━━━ TESTO DELLA PAGINA ━━━

Antonella Leardi sulla bara del figlio il giorno del funerale 

«Purtroppo, c’è ancora tanta violenza e non si fa abbastanza per fermarla. Credo quasi che non la si voglia sradicare. Come se gli stadi fossero considerati una sorta di sfiatatoio collettivo. Una forma di distrazione rispetto ai problemi che la gente ha nella vita di tutti i giorni». È carica di amarezza la riflessione di Antonella Leardi, la mamma di Ciro Esposito, il tifoso del Napoli ferito mentre andava all’Olimpico per assistere alla finale di Coppa Italia Napoli-Fiorentina. 

Era il pomeriggio del 3 maggio 2014. Ciro, 31 anni, venne ferito dai colpi di pistola sparati dall’ultrà giallorosso Daniele De Santis (poi condannato a 16 anni di carcere). Morirà dopo 53 giorni in terapia intensiva. Sono passati esattamente dieci anni e negli stadi non sembra essere cambiato nulla. Per verificarlo basta solo mettere in fila i fatti di cronaca, ma la riflessione della mamma di Ciro Esposito vuole essere «uno sprone a fare di più, proprio in ricordo del sacrificio di mio figlio».

━━━

DOMANDE DI STUDIO:
(a) Elenchi tutte le persone chiamate per nome e cognome nel testo su Ciro Esposito.
(b) Trascriva la parte del testo su Ciro Esposito che comincia con le parole "Antonella Leardi sulla" e termina con le parole "Coppa Italia Napoli-Fiorentina.".

━━━ RECORD FORNITI ━━━

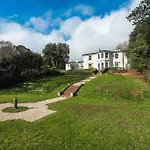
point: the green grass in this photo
(110, 113)
(38, 90)
(14, 110)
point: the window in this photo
(116, 64)
(90, 65)
(98, 66)
(90, 57)
(106, 55)
(102, 65)
(116, 55)
(106, 65)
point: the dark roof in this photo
(74, 62)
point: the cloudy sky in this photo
(86, 25)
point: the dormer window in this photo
(116, 55)
(106, 55)
(90, 57)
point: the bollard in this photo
(15, 103)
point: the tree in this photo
(122, 46)
(56, 55)
(138, 50)
(140, 13)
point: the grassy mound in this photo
(38, 90)
(13, 110)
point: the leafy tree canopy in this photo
(56, 55)
(140, 13)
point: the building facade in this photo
(74, 65)
(105, 59)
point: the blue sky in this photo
(86, 25)
(26, 8)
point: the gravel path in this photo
(36, 110)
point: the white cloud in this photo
(13, 16)
(40, 23)
(85, 36)
(67, 27)
(84, 10)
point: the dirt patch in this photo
(91, 109)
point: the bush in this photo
(147, 76)
(104, 70)
(51, 72)
(80, 72)
(30, 74)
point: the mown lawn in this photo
(38, 90)
(109, 113)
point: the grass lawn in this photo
(38, 90)
(14, 110)
(110, 113)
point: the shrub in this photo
(51, 72)
(147, 76)
(104, 70)
(80, 72)
(30, 74)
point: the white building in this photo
(105, 59)
(74, 65)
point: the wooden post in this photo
(15, 103)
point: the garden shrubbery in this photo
(82, 72)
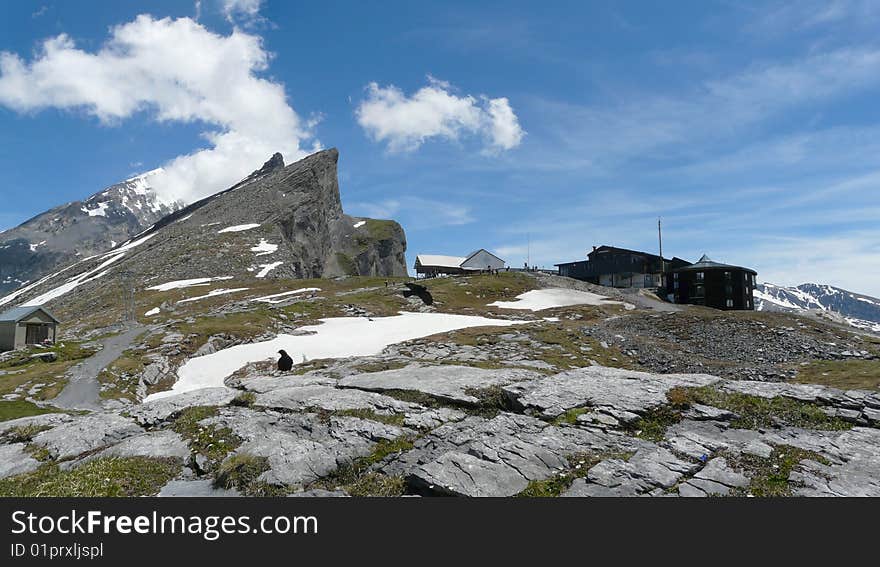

━━━

RISULTATI DELLE ATTIVITÀ:
(a)
- Antonella Leardi
- Ciro Esposito
- Daniele De Santis

(b)
Antonella Leardi sulla bara del figlio il giorno del funerale 

«Purtroppo, c’è ancora tanta violenza e non si fa abbastanza per fermarla. Credo quasi che non la si voglia sradicare. Come se gli stadi fossero considerati una sorta di sfiatatoio collettivo. Una forma di distrazione rispetto ai problemi che la gente ha nella vita di tutti i giorni». È carica di amarezza la riflessione di Antonella Leardi, la mamma di Ciro Esposito, il tifoso del Napoli ferito mentre andava all’Olimpico per assistere alla finale di Coppa Italia Napoli-Fiorentina.